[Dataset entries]
=-=-=

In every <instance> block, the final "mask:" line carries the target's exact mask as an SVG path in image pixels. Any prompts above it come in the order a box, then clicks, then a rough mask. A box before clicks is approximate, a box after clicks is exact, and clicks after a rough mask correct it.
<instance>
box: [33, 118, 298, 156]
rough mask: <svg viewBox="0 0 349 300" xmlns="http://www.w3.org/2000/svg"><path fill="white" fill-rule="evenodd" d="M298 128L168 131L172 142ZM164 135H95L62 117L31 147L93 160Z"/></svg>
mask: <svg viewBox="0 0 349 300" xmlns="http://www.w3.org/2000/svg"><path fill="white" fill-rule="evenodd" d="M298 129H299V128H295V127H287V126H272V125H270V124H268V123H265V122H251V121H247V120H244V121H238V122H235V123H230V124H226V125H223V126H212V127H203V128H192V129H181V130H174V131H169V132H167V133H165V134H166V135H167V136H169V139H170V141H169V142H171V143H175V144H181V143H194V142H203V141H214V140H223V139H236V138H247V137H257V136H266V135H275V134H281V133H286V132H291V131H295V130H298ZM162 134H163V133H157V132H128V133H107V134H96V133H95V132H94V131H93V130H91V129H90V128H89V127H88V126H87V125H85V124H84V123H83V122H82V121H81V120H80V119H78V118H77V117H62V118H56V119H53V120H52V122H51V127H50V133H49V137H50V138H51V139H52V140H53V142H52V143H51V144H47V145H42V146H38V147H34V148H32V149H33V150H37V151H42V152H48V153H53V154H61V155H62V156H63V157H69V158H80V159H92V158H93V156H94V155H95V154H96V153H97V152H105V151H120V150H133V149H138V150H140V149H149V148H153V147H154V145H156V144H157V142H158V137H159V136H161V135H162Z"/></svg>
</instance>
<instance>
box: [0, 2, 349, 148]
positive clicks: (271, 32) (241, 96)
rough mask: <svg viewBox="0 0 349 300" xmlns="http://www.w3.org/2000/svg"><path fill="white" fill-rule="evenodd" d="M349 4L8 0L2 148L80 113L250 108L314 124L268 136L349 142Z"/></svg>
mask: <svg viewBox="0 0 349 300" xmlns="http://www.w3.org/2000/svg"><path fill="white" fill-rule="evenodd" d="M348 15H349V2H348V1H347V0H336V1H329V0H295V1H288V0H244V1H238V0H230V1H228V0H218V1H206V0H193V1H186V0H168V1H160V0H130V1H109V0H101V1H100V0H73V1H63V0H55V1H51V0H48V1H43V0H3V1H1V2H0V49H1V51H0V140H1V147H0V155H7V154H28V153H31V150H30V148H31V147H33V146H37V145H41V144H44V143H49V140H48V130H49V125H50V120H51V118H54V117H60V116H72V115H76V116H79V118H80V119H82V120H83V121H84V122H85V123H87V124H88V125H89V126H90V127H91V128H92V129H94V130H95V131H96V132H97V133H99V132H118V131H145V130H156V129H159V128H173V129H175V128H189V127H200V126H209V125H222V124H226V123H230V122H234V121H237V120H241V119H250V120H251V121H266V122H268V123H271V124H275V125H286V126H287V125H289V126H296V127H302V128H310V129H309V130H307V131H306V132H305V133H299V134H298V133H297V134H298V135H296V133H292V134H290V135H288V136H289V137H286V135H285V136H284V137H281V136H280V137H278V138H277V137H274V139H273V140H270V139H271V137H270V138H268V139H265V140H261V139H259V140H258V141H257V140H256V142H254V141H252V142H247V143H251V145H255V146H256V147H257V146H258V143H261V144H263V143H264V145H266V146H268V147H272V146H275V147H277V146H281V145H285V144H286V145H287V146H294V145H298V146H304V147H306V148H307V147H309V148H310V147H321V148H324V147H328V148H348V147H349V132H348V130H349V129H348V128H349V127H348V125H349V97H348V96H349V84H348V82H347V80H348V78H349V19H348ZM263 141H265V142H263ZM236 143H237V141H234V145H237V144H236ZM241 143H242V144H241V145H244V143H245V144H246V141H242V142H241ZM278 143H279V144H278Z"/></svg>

=-=-=

[What the exercise asks]:
Each entry above should be restated exactly as supplied.

[Answer to this problem]:
In every <instance> block, the final "mask:" line carries the target's exact mask as an SVG path in image pixels. Any prompts above it come in the order a box, then clicks, then a rough mask. A box before clicks is approximate, a box after clicks is exact, and clicks after a rough mask correct it.
<instance>
box: [33, 118, 298, 156]
rough mask: <svg viewBox="0 0 349 300" xmlns="http://www.w3.org/2000/svg"><path fill="white" fill-rule="evenodd" d="M298 128L168 131L172 142ZM164 135H95L62 117L31 147L93 160Z"/></svg>
mask: <svg viewBox="0 0 349 300" xmlns="http://www.w3.org/2000/svg"><path fill="white" fill-rule="evenodd" d="M298 129H299V128H295V127H287V126H272V125H270V124H268V123H265V122H251V121H247V120H244V121H238V122H235V123H230V124H226V125H223V126H212V127H203V128H192V129H181V130H174V131H169V132H167V133H165V134H166V135H167V136H169V139H170V141H169V142H171V143H175V144H181V143H194V142H203V141H214V140H223V139H236V138H247V137H257V136H266V135H275V134H281V133H286V132H291V131H295V130H298ZM162 134H163V133H157V132H128V133H107V134H96V133H95V132H94V131H93V130H91V129H90V128H89V127H88V126H87V125H85V124H84V123H83V122H82V121H81V120H80V119H78V118H77V117H62V118H56V119H53V120H52V122H51V127H50V133H49V137H50V138H51V139H52V140H53V142H52V143H51V144H47V145H42V146H38V147H34V148H32V149H33V150H37V151H42V152H48V153H53V154H61V155H62V156H63V157H69V158H80V159H92V158H93V156H94V155H95V154H96V153H97V152H105V151H120V150H133V149H138V150H140V149H149V148H153V147H154V145H156V144H157V142H158V137H159V136H161V135H162Z"/></svg>
</instance>
<instance>
box: [0, 2, 349, 148]
positive clicks: (271, 32) (241, 96)
rough mask: <svg viewBox="0 0 349 300" xmlns="http://www.w3.org/2000/svg"><path fill="white" fill-rule="evenodd" d="M349 4L8 0L2 148L80 113L250 108L314 124L268 136L349 142Z"/></svg>
mask: <svg viewBox="0 0 349 300" xmlns="http://www.w3.org/2000/svg"><path fill="white" fill-rule="evenodd" d="M348 15H349V2H348V1H347V0H336V1H329V0H295V1H288V0H244V1H238V0H230V1H228V0H218V1H206V0H193V1H186V0H168V1H160V0H130V1H109V0H101V1H100V0H73V1H63V0H55V1H51V0H48V1H43V0H3V1H1V2H0V49H1V51H0V140H1V147H0V155H7V154H28V153H31V150H30V148H31V147H33V146H37V145H41V144H44V143H49V140H48V130H49V125H50V120H51V118H54V117H60V116H72V115H76V116H79V118H80V119H82V120H83V121H84V122H85V123H87V124H88V125H89V126H90V127H91V128H92V129H94V130H95V131H96V132H97V133H99V132H118V131H145V130H156V129H159V128H173V129H175V128H189V127H200V126H209V125H222V124H226V123H230V122H234V121H237V120H241V119H250V120H251V121H266V122H268V123H271V124H275V125H286V126H287V125H289V126H296V127H302V128H310V129H309V130H307V131H306V132H305V133H299V134H298V133H297V134H298V135H296V133H292V134H290V135H288V136H289V137H286V135H285V136H284V137H281V136H280V137H278V138H277V137H274V139H273V140H270V139H271V137H270V138H268V139H265V140H261V139H259V140H258V141H257V140H256V142H254V141H252V142H247V143H251V145H255V146H256V147H257V146H258V143H261V144H263V143H264V145H266V146H268V147H272V146H275V147H277V146H281V145H285V144H286V145H287V146H294V145H298V146H304V147H306V148H307V147H309V148H310V147H321V148H324V147H328V148H348V147H349V132H348V130H349V129H348V128H349V127H348V125H349V97H348V96H349V84H348V82H347V80H348V78H349V19H348ZM263 141H265V142H263ZM236 143H237V141H234V145H237V144H236ZM241 143H242V144H241V145H244V143H245V144H246V141H242V142H241ZM278 143H279V144H278Z"/></svg>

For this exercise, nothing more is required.